***** データ行

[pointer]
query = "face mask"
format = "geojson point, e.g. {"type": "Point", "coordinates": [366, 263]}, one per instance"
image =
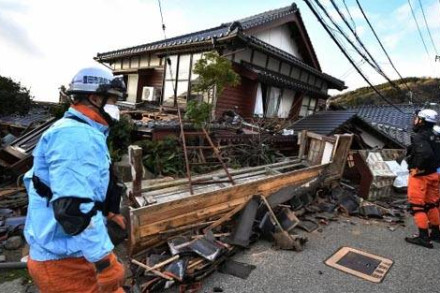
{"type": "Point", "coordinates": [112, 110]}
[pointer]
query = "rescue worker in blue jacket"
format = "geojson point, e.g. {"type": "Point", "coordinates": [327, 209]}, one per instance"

**********
***** データ行

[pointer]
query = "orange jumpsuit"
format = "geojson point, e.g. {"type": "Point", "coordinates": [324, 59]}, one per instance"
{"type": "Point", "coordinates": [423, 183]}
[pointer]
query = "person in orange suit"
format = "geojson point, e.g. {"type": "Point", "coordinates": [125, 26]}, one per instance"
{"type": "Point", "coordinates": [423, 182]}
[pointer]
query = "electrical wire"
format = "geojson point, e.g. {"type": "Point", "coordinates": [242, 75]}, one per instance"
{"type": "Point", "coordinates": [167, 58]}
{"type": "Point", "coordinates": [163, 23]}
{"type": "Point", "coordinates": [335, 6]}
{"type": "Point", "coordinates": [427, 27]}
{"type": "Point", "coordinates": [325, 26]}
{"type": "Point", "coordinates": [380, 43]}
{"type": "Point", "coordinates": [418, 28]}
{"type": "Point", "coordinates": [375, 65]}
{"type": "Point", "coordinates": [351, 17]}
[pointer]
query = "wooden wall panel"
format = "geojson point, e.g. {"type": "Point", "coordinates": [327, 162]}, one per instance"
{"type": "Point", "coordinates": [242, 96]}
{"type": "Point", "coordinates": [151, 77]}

**********
***** データ行

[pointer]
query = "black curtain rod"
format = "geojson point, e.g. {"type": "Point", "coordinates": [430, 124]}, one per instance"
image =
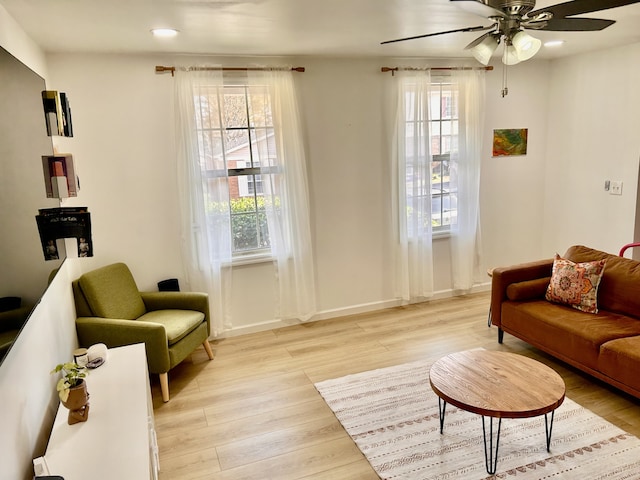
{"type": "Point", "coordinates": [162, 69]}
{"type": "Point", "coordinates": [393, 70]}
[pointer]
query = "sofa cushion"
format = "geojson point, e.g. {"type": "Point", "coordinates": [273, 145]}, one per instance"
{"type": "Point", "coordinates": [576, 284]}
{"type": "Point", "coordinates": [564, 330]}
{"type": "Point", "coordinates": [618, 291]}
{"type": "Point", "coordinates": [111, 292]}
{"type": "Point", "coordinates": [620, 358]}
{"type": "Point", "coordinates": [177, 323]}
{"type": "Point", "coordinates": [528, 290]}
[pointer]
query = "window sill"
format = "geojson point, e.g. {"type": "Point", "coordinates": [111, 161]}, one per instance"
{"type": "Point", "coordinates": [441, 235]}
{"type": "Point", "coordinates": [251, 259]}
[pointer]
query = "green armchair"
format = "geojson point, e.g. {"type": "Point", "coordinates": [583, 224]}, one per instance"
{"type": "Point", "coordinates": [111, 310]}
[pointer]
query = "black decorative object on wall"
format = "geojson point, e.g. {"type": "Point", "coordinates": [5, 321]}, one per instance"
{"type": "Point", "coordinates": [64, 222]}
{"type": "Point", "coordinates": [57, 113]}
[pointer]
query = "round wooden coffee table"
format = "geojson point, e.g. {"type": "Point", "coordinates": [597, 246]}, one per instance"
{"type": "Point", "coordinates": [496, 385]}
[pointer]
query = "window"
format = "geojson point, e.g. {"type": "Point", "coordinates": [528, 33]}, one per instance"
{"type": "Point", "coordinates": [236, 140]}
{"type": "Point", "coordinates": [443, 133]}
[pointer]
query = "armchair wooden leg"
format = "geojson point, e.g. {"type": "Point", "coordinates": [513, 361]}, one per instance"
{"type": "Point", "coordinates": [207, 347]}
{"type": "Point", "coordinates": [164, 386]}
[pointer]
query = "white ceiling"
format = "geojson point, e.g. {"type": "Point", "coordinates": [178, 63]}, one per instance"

**********

◆ 問題文: 上のデータのうち、文字列「orange」を含む行をすべて示せ。大文字と小文字は区別する。

◆ 解答出力:
query = "orange jumpsuit"
query = "person in orange suit"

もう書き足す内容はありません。